**** Raw records

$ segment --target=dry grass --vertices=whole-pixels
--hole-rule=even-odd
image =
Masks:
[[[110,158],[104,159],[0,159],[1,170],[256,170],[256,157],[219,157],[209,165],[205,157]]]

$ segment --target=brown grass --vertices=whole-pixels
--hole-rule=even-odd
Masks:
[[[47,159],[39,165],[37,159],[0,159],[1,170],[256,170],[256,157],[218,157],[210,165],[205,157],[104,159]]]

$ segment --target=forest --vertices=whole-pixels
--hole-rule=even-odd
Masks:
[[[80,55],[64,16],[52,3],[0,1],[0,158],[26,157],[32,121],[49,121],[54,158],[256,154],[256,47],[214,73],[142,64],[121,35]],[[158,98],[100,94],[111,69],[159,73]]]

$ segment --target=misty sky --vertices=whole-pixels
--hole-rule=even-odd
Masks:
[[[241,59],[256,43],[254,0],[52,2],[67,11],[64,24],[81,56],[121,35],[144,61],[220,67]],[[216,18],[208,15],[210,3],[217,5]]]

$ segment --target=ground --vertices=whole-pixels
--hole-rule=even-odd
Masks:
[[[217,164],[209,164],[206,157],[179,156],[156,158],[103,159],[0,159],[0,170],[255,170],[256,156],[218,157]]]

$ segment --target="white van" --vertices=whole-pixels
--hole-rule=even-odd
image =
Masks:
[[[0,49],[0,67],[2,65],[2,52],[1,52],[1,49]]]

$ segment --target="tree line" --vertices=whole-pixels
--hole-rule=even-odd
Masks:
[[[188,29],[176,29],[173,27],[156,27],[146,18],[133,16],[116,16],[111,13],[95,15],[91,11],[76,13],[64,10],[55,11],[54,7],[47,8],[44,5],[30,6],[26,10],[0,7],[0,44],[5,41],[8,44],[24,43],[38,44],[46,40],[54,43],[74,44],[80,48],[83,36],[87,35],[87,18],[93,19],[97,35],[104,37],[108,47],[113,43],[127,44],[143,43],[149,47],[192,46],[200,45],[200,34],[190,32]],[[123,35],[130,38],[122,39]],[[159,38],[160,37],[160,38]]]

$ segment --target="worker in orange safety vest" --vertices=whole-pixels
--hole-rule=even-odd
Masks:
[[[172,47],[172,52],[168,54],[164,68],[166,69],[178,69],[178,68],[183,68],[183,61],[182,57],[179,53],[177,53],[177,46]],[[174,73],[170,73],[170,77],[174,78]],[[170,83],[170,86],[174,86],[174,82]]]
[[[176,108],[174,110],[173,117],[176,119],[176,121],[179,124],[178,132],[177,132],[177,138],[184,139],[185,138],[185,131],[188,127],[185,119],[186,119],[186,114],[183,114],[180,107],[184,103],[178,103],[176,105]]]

********

■ Stated task: Repeat the lines above word for word, from the first line down through the line containing "[[[0,49],[0,67],[2,65],[2,52],[1,52],[1,49]]]", with both ends included.

■ Solution to this exercise:
$ segment --target=dry grass --vertices=whole-pixels
--hole-rule=even-odd
image =
Masks:
[[[110,158],[104,159],[0,159],[1,170],[256,170],[256,157],[219,157],[209,165],[205,157]]]

$ segment --target=brown grass --vertices=whole-pixels
--hole-rule=even-odd
Masks:
[[[47,159],[39,165],[37,159],[0,159],[1,170],[256,170],[256,157],[218,157],[210,165],[205,157],[104,159]]]

$ segment --target=forest --vertices=whole-pixels
--hole-rule=even-odd
Masks:
[[[80,55],[64,16],[52,3],[0,1],[0,158],[26,157],[32,121],[49,121],[54,158],[256,154],[256,47],[214,73],[142,64],[121,35]],[[158,98],[100,94],[111,69],[159,73]]]

$ segment --target=misty sky --vertices=whole-pixels
--hole-rule=even-odd
Masks:
[[[241,59],[256,43],[254,0],[52,2],[67,11],[64,24],[81,56],[121,35],[144,61],[220,67]],[[216,18],[208,15],[210,3],[217,5]]]

$ segment --target=ground --vertices=whole-pixels
--hole-rule=even-odd
Masks:
[[[217,164],[209,164],[206,157],[179,156],[156,158],[103,159],[0,159],[0,170],[255,170],[256,156],[218,157]]]

$ segment --target="white van" --vertices=whole-pixels
--hole-rule=even-odd
image =
Masks:
[[[0,49],[0,67],[2,65],[2,52],[1,52],[1,49]]]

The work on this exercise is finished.